━━ RECORD SET

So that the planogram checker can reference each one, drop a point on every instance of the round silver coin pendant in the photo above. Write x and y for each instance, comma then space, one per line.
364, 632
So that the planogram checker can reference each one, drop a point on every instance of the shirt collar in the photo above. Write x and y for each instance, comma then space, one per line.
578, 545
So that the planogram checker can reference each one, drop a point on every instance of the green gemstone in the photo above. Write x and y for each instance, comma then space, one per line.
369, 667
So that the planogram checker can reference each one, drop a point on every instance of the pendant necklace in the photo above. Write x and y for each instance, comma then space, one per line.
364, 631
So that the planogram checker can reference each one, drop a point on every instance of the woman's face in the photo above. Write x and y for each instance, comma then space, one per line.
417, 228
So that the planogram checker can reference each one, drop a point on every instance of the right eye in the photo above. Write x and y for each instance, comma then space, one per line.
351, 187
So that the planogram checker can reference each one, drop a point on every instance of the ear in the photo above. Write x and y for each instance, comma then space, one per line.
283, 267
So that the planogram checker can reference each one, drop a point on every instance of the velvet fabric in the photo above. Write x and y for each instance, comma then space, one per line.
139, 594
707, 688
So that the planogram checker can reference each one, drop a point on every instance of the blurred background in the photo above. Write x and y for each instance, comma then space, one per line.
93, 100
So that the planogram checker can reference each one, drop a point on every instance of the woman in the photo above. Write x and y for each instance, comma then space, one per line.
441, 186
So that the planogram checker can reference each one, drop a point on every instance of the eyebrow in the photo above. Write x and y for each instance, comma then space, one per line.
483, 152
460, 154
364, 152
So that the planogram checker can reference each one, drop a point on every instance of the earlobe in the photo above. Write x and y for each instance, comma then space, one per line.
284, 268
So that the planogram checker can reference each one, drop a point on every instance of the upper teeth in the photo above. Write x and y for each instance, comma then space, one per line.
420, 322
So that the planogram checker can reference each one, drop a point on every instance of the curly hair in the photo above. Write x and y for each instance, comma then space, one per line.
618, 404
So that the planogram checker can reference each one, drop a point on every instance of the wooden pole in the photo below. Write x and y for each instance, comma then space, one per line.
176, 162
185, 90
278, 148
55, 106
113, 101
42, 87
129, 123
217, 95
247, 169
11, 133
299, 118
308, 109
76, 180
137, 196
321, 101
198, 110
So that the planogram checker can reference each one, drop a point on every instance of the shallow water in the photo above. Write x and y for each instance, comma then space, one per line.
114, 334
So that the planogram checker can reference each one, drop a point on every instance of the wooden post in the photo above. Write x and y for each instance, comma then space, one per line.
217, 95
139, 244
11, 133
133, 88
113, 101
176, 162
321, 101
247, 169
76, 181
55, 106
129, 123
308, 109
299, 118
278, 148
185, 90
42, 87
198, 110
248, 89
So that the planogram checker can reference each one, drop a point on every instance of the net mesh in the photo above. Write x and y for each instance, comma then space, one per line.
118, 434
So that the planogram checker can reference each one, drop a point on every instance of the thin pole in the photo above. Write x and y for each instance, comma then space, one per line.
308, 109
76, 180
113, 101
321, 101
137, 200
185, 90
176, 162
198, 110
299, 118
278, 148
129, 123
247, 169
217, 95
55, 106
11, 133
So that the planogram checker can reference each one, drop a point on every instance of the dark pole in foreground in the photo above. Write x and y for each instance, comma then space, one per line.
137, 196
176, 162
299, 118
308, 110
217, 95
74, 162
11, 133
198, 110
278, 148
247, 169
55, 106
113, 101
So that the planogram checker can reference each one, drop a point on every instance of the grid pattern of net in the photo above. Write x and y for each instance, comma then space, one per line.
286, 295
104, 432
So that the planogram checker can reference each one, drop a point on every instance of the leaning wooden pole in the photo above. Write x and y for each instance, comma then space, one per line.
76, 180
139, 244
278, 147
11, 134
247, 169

━━━━

*TO DO:* Return every line from the one holding "of the dark" through the end of the data, exactly as it appears, with both ends kept and nothing else.

*THE OUTPUT:*
So that the planogram checker can reference each one, drop a point on every instance of the dark pole in foreground in the photo above. Write x and y for each instance, comma then space, one per line.
137, 196
176, 162
299, 118
308, 110
217, 95
74, 162
11, 133
198, 110
278, 148
247, 169
55, 106
113, 101
So that the planogram checker can reference each one, drop a point on every instance of the grid pattern of net in the photo above. Write x and y for each instance, comma then space, one per line.
286, 295
104, 432
So that the planogram checker can reference each one, drop a point on every instance of the leaning wooden pole in the photo above. Write x and y for each instance, comma then space, one per line.
76, 180
139, 244
278, 147
11, 134
247, 169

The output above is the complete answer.